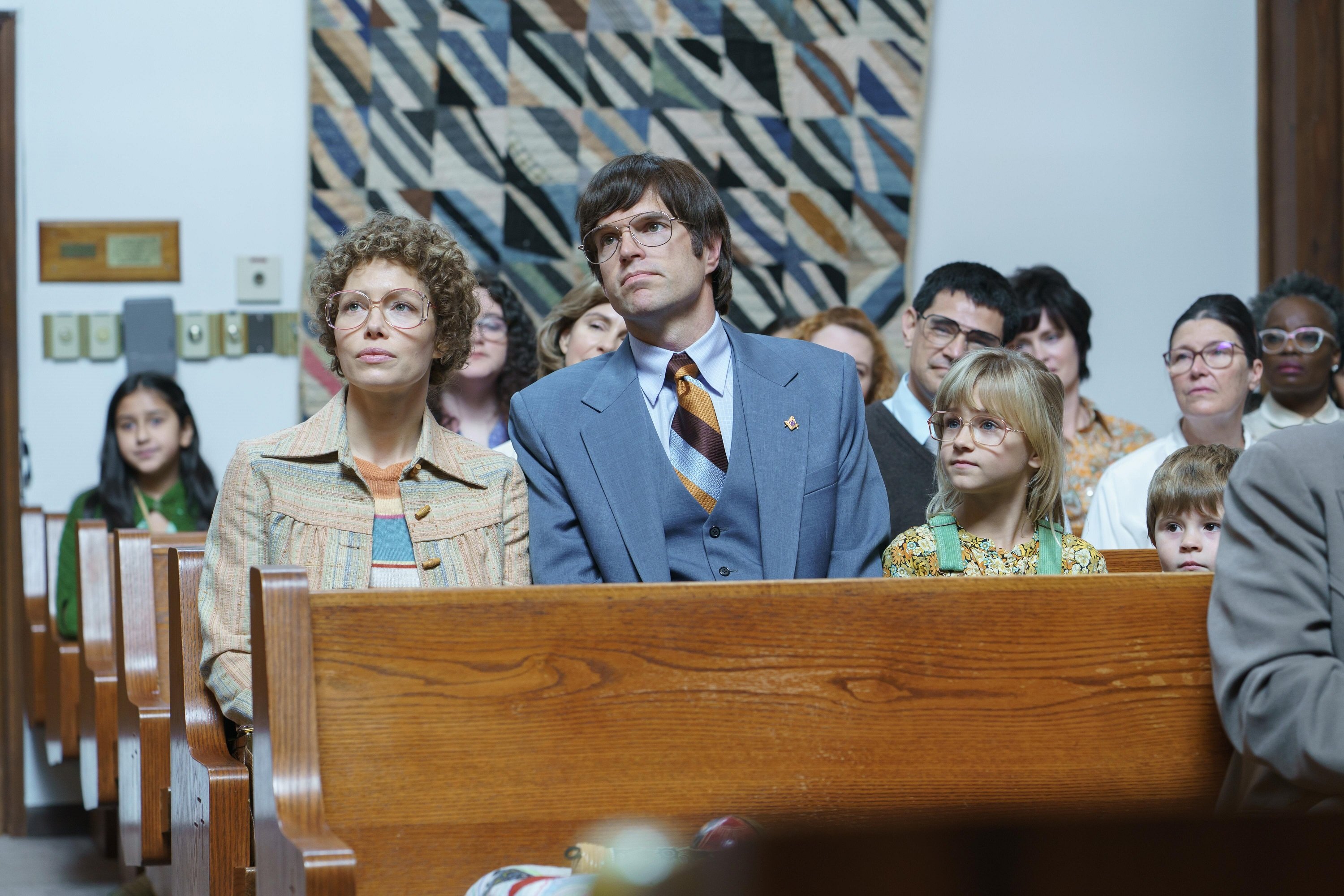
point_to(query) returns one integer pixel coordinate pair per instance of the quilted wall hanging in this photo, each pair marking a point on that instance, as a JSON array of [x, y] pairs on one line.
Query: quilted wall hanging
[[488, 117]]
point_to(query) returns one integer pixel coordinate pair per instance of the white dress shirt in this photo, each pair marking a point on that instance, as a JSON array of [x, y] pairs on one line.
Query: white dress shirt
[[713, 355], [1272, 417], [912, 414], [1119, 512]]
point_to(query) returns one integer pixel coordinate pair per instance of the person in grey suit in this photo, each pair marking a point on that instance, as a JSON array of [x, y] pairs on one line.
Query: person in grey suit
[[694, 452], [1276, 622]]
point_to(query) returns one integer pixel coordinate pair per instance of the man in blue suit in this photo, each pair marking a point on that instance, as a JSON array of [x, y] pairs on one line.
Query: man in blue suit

========

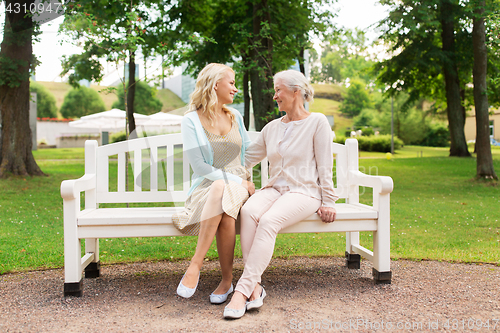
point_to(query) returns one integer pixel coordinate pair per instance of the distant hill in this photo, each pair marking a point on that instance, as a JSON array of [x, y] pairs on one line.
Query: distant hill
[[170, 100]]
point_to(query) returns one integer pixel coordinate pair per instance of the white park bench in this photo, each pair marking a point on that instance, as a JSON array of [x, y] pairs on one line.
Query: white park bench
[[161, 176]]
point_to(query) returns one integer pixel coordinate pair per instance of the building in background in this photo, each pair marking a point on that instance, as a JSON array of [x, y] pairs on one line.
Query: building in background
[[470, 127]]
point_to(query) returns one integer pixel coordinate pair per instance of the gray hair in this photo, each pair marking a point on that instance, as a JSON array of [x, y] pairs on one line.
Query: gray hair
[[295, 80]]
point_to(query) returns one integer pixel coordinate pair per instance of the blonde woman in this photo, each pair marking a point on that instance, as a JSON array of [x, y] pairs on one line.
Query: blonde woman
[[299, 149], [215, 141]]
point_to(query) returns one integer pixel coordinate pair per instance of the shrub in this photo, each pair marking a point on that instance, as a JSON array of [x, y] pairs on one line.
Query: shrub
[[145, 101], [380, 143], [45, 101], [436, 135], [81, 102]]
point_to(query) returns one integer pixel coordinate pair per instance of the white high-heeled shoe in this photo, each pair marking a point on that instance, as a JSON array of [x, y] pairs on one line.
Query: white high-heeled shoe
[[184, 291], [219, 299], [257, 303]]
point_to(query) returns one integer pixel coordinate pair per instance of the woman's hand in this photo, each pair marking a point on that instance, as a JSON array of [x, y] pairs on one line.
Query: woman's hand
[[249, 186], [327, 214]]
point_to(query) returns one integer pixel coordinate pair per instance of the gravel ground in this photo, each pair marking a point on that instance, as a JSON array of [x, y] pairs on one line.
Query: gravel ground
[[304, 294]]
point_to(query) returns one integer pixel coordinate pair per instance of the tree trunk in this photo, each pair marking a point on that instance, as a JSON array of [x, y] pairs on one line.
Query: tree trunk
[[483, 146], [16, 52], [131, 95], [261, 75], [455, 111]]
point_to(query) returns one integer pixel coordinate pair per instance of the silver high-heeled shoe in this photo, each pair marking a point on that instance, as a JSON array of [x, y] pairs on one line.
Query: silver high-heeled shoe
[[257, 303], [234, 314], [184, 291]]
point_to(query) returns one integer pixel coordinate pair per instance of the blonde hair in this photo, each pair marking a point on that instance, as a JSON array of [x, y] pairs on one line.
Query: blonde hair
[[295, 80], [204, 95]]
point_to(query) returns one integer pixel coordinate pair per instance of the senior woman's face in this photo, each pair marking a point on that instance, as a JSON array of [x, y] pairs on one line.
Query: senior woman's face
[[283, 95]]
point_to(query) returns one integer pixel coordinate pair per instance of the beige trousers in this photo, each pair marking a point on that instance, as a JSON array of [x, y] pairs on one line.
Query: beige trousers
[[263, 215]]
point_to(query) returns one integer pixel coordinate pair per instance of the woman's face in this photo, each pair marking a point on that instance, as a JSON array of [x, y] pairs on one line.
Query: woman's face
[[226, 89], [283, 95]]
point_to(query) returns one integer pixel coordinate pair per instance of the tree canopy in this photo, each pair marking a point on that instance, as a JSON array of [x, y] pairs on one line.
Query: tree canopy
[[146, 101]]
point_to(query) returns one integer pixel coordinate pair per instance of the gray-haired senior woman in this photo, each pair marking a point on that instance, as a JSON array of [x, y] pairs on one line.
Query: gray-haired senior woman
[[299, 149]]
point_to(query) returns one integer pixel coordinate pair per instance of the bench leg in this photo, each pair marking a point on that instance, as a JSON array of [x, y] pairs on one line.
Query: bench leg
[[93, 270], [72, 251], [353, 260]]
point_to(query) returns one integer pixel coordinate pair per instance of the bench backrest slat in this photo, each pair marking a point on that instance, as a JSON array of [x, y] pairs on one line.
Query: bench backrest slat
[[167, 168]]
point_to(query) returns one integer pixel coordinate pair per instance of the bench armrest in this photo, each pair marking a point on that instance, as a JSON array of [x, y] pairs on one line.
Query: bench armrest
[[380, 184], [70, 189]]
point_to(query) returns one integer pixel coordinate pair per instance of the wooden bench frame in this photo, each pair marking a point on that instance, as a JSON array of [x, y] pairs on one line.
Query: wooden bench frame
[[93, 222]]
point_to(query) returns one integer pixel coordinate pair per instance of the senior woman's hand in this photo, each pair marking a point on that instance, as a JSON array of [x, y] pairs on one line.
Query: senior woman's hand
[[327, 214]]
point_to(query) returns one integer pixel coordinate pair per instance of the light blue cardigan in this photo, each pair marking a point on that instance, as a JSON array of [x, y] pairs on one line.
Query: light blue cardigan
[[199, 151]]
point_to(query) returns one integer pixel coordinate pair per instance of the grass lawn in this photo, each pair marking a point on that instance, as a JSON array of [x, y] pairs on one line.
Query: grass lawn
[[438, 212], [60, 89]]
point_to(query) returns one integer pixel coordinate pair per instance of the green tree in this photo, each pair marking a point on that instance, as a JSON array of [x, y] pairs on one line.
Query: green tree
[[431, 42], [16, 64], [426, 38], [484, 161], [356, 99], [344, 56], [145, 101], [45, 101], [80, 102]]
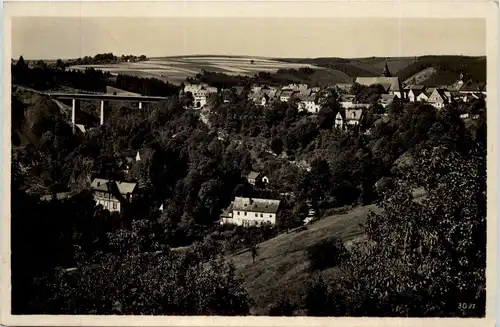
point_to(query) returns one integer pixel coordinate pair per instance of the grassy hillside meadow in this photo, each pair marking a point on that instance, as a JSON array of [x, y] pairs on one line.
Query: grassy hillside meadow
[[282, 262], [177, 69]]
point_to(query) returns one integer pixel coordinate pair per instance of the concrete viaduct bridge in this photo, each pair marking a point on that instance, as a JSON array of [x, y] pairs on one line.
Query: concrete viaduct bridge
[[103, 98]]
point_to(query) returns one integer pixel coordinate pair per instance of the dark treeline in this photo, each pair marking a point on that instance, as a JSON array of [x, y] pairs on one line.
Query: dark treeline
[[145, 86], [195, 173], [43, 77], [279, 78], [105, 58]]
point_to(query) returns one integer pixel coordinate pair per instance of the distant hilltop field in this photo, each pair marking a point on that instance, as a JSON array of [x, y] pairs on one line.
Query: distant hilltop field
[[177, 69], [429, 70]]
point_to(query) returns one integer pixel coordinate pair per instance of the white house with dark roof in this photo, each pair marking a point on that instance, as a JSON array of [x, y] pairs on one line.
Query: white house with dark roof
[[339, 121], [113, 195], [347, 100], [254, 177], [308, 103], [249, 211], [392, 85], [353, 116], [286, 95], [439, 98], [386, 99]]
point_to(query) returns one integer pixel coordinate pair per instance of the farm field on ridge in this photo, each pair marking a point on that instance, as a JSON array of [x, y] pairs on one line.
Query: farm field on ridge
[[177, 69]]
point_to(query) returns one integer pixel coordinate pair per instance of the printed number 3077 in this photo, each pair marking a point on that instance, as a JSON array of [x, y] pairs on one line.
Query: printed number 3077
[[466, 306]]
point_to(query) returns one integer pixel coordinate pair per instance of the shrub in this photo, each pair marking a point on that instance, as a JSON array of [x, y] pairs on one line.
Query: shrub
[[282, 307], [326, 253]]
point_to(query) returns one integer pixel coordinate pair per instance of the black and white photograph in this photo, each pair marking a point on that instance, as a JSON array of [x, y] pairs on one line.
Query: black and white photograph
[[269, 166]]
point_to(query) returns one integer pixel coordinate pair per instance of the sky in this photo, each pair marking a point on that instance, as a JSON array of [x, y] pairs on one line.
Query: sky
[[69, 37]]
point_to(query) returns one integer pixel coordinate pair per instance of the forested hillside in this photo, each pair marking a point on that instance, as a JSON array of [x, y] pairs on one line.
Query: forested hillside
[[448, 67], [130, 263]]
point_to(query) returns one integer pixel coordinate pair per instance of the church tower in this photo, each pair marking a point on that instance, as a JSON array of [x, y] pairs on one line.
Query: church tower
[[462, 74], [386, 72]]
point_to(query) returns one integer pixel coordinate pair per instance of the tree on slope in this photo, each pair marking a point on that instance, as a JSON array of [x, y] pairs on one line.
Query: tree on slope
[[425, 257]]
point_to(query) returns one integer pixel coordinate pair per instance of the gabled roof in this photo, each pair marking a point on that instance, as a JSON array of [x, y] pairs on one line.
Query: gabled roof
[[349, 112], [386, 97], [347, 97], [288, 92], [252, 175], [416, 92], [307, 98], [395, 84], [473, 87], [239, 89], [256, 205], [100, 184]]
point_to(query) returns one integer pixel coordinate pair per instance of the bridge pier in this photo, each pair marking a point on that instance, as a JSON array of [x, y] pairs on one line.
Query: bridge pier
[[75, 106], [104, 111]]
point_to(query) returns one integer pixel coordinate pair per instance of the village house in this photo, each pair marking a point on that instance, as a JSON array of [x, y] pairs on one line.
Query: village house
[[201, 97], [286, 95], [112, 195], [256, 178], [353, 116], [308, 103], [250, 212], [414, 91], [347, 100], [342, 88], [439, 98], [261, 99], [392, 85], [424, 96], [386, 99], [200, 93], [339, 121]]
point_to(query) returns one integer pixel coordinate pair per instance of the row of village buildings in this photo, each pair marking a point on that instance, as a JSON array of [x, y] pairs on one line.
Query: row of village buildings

========

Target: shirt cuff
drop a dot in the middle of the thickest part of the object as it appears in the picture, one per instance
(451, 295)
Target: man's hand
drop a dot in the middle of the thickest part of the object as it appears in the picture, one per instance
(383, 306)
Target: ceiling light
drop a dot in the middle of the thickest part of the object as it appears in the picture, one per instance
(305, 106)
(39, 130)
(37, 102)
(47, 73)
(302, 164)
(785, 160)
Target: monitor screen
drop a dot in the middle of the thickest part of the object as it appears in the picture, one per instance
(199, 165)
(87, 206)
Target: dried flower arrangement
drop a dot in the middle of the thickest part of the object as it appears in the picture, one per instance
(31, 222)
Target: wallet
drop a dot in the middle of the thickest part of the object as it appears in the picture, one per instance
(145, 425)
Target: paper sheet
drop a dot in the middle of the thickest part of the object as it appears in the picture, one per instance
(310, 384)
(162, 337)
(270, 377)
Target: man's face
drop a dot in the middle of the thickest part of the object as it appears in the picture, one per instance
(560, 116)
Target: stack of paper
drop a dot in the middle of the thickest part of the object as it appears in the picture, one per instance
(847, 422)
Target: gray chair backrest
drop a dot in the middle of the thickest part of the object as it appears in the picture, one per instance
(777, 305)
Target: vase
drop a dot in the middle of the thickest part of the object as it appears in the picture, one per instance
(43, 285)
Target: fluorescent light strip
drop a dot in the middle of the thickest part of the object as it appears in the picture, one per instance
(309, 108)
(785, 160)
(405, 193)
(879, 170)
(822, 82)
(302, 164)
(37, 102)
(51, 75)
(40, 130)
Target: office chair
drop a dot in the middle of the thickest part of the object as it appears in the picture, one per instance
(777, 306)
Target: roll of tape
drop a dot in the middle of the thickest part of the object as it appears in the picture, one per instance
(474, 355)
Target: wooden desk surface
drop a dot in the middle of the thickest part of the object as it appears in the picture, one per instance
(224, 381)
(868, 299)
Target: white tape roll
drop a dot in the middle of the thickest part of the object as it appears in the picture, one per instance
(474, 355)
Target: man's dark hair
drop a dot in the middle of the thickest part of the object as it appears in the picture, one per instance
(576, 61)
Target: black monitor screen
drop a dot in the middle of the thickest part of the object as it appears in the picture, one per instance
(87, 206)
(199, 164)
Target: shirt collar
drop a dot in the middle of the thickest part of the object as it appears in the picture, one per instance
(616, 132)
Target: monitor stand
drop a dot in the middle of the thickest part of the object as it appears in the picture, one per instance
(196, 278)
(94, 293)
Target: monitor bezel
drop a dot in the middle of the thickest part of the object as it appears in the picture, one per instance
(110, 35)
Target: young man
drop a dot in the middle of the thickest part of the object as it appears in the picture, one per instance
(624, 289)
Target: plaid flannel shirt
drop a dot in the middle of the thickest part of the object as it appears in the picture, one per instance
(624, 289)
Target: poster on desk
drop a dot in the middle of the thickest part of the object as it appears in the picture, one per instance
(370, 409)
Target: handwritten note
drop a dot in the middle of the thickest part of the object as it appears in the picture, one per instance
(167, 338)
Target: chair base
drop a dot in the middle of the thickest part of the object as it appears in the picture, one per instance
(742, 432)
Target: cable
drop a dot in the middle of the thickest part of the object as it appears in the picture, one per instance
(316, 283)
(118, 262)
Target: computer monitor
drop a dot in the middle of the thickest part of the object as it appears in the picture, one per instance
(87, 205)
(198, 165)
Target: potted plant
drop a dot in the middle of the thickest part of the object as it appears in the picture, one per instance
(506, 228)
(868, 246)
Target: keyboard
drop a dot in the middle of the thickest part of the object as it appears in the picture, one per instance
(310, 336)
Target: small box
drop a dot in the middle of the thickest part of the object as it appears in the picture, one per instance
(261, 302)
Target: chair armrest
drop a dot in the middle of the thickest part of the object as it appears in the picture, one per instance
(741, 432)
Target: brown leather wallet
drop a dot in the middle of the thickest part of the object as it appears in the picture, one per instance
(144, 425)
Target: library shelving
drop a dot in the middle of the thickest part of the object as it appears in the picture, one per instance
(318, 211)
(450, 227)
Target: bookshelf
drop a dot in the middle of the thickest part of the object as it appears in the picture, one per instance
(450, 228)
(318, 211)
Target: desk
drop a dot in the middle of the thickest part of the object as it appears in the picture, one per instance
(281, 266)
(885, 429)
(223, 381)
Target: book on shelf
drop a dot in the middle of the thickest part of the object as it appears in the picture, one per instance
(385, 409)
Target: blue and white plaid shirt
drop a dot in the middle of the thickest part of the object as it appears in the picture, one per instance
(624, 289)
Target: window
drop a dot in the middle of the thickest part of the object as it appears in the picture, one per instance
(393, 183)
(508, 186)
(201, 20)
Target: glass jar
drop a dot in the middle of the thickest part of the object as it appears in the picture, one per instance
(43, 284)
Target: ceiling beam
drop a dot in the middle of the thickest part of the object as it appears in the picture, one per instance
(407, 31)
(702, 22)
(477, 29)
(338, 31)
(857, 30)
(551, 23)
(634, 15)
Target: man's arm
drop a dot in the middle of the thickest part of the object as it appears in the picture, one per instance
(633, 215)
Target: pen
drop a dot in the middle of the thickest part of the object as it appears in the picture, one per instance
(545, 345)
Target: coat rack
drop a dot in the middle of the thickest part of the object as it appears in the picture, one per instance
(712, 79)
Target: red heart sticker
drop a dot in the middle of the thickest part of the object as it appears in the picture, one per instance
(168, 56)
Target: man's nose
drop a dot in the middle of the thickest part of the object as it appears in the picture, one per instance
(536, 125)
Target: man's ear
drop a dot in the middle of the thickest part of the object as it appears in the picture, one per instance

========

Given instruction → Turn the lines in the items above, from the one containing "of the quilted" through the one containing "[[713, 355], [1272, 417], [912, 414], [1119, 512]]", both included, into a numbered list with any blank lines left out.

Reply →
1. point_to(query) returns one integer pixel coordinate pair per instance of the quilted wall hanging in this photo, each pair marking a point on that instance, as a JSON array of [x, y] pairs on one line.
2. Query: quilted wall hanging
3. [[488, 117]]
4. point_to(query) returns one integer pixel coordinate pair per instance of the white dress shirt in this photo, each pair marking a point on that instance, as a JSON array of [x, y] pairs on one line.
5. Query: white dress shirt
6. [[713, 355], [1272, 417], [912, 414], [1119, 512]]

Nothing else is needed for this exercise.